start

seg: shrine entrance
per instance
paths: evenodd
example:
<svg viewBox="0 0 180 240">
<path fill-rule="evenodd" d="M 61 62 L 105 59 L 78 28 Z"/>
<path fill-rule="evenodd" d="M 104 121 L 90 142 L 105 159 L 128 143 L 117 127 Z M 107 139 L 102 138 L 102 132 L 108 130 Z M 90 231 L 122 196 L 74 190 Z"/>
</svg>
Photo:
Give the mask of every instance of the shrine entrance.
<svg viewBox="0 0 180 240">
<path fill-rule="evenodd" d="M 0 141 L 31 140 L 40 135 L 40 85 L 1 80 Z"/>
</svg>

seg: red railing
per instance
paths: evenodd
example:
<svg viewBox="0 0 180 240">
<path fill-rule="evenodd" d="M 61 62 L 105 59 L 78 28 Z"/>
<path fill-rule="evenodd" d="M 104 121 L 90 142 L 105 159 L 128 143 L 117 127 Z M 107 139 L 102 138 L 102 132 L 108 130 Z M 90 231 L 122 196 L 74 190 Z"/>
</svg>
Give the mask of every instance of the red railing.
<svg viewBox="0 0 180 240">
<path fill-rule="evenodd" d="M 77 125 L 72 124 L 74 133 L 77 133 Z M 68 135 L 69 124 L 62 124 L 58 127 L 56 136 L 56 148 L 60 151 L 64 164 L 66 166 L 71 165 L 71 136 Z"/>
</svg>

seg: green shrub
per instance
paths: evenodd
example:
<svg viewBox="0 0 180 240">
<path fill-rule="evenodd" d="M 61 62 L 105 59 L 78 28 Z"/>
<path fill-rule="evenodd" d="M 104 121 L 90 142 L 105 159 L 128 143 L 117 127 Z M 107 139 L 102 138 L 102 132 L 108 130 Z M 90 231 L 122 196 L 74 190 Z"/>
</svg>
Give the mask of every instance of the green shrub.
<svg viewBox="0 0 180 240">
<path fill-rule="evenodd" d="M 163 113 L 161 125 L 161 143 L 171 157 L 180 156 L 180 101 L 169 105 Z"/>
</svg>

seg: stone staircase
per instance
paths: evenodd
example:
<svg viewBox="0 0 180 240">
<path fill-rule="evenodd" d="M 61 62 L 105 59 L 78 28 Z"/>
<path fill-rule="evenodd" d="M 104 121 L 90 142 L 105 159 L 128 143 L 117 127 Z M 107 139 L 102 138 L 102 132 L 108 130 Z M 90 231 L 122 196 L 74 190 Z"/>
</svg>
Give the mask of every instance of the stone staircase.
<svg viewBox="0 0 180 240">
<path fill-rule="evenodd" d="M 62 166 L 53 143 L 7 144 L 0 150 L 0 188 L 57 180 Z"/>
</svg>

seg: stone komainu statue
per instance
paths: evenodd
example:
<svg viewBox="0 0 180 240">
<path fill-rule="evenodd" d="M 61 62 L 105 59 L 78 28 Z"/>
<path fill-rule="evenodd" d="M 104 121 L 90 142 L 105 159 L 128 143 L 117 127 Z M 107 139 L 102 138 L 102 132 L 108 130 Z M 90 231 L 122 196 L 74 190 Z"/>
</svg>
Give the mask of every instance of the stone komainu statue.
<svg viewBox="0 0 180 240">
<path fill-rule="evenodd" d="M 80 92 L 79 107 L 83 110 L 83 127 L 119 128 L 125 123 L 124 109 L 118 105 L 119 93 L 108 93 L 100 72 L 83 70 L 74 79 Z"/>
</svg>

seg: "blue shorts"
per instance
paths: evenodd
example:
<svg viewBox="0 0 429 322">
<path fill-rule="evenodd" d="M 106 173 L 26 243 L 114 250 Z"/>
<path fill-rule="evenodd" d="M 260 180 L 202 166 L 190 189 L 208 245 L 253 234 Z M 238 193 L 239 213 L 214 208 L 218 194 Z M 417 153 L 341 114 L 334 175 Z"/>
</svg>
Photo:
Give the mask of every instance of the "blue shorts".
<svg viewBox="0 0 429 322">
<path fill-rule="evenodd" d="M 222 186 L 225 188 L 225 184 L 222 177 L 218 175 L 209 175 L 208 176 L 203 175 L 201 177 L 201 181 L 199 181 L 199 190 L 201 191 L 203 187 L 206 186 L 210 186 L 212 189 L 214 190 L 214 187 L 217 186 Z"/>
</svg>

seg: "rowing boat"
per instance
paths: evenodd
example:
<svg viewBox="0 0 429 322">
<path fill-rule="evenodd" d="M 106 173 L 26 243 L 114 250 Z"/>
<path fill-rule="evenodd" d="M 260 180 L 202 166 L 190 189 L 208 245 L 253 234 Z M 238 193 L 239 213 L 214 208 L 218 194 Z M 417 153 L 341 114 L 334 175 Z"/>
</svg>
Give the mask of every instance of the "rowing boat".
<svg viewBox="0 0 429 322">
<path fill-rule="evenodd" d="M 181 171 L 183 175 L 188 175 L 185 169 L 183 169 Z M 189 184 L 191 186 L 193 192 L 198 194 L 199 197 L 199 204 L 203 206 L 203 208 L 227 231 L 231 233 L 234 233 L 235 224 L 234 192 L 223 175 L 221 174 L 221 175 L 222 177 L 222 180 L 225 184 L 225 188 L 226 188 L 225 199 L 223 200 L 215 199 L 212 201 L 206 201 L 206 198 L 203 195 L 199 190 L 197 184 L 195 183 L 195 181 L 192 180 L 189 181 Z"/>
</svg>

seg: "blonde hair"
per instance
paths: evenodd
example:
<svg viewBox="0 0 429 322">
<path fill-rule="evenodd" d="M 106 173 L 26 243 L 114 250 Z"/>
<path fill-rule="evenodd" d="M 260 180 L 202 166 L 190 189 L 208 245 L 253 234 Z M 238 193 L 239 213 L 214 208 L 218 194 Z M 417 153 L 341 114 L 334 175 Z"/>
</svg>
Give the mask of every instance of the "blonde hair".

end

- [EXERCISE GOAL]:
Reproduce all of the data above, word for word and with nothing changed.

- [ANSWER TO THE PROBLEM]:
seg: shrine entrance
per instance
paths: evenodd
example:
<svg viewBox="0 0 180 240">
<path fill-rule="evenodd" d="M 61 62 L 105 59 L 78 28 Z"/>
<path fill-rule="evenodd" d="M 104 121 L 90 142 L 105 159 L 128 143 L 117 127 Z M 107 139 L 102 138 L 102 132 L 108 130 Z M 90 231 L 122 196 L 74 190 Z"/>
</svg>
Photo:
Give the mask of every instance of the shrine entrance.
<svg viewBox="0 0 180 240">
<path fill-rule="evenodd" d="M 0 141 L 31 140 L 40 135 L 40 85 L 1 80 Z"/>
</svg>

seg: red railing
per instance
paths: evenodd
example:
<svg viewBox="0 0 180 240">
<path fill-rule="evenodd" d="M 61 62 L 105 59 L 78 28 Z"/>
<path fill-rule="evenodd" d="M 104 121 L 90 142 L 105 159 L 128 143 L 117 127 Z M 107 139 L 102 138 L 102 132 L 108 130 Z M 90 231 L 122 196 L 74 190 Z"/>
</svg>
Give the mask of every instance of the red railing.
<svg viewBox="0 0 180 240">
<path fill-rule="evenodd" d="M 77 125 L 72 124 L 74 133 L 77 133 Z M 68 135 L 69 124 L 62 124 L 58 127 L 56 136 L 56 148 L 60 151 L 64 164 L 66 166 L 71 165 L 71 136 Z"/>
</svg>

seg: green shrub
per instance
paths: evenodd
example:
<svg viewBox="0 0 180 240">
<path fill-rule="evenodd" d="M 61 62 L 105 59 L 78 28 Z"/>
<path fill-rule="evenodd" d="M 104 121 L 90 142 L 105 159 L 128 143 L 117 127 Z M 107 139 L 102 138 L 102 132 L 108 130 Z M 90 231 L 122 196 L 74 190 Z"/>
</svg>
Give the mask of every instance of the green shrub.
<svg viewBox="0 0 180 240">
<path fill-rule="evenodd" d="M 163 113 L 161 125 L 161 143 L 171 157 L 180 156 L 180 101 L 169 105 Z"/>
</svg>

seg: stone staircase
per instance
paths: evenodd
example:
<svg viewBox="0 0 180 240">
<path fill-rule="evenodd" d="M 61 62 L 105 59 L 78 28 Z"/>
<path fill-rule="evenodd" d="M 104 121 L 90 142 L 105 159 L 128 143 L 117 127 Z M 107 139 L 102 138 L 102 132 L 108 130 Z M 90 231 L 122 196 L 74 190 Z"/>
</svg>
Give the mask of every instance of the stone staircase.
<svg viewBox="0 0 180 240">
<path fill-rule="evenodd" d="M 62 166 L 53 143 L 7 144 L 0 150 L 0 188 L 57 180 Z"/>
</svg>

seg: stone komainu statue
per instance
paths: evenodd
example:
<svg viewBox="0 0 180 240">
<path fill-rule="evenodd" d="M 61 62 L 105 59 L 78 28 Z"/>
<path fill-rule="evenodd" d="M 104 121 L 90 142 L 105 159 L 128 143 L 117 127 Z M 107 139 L 102 138 L 102 132 L 108 130 Z M 90 231 L 122 196 L 74 190 Z"/>
</svg>
Give the mask of every instance of the stone komainu statue.
<svg viewBox="0 0 180 240">
<path fill-rule="evenodd" d="M 80 92 L 79 107 L 83 110 L 83 127 L 119 128 L 125 123 L 124 109 L 118 105 L 119 93 L 108 93 L 100 72 L 83 70 L 74 79 Z"/>
</svg>

seg: "blue shorts"
per instance
paths: evenodd
example:
<svg viewBox="0 0 429 322">
<path fill-rule="evenodd" d="M 106 173 L 26 243 L 114 250 Z"/>
<path fill-rule="evenodd" d="M 260 180 L 202 166 L 190 189 L 208 245 L 253 234 Z M 238 193 L 239 213 L 214 208 L 218 194 Z M 417 153 L 341 114 L 334 175 Z"/>
</svg>
Photo:
Give the mask of every instance of the "blue shorts".
<svg viewBox="0 0 429 322">
<path fill-rule="evenodd" d="M 222 186 L 225 188 L 225 184 L 222 177 L 218 175 L 209 175 L 208 176 L 203 175 L 201 177 L 201 181 L 199 181 L 199 190 L 201 191 L 203 187 L 206 186 L 210 186 L 212 189 L 214 190 L 214 187 L 217 186 Z"/>
</svg>

seg: "rowing boat"
per instance
paths: evenodd
example:
<svg viewBox="0 0 429 322">
<path fill-rule="evenodd" d="M 106 173 L 26 243 L 114 250 Z"/>
<path fill-rule="evenodd" d="M 260 180 L 202 166 L 190 189 L 208 245 L 253 234 Z M 238 193 L 239 213 L 214 208 L 218 194 Z M 417 153 L 341 114 L 334 175 Z"/>
</svg>
Give the mask of every instance of the "rowing boat".
<svg viewBox="0 0 429 322">
<path fill-rule="evenodd" d="M 181 171 L 183 175 L 188 175 L 185 169 L 183 169 Z M 189 184 L 191 186 L 193 192 L 198 194 L 199 197 L 199 204 L 203 206 L 203 208 L 227 231 L 231 233 L 234 233 L 235 224 L 234 192 L 223 175 L 221 174 L 221 175 L 222 177 L 222 180 L 225 184 L 225 188 L 226 188 L 225 199 L 223 200 L 215 199 L 212 201 L 206 201 L 206 198 L 203 195 L 199 190 L 197 184 L 195 183 L 195 181 L 192 180 L 189 181 Z"/>
</svg>

seg: "blonde hair"
per instance
paths: evenodd
example:
<svg viewBox="0 0 429 322">
<path fill-rule="evenodd" d="M 106 173 L 26 243 L 114 250 Z"/>
<path fill-rule="evenodd" d="M 260 180 L 202 166 L 190 189 L 208 245 L 253 234 Z M 238 193 L 239 213 L 214 208 L 218 194 Z M 417 153 L 341 114 L 334 175 Z"/>
</svg>
Give the mask of every instance of the "blonde hair".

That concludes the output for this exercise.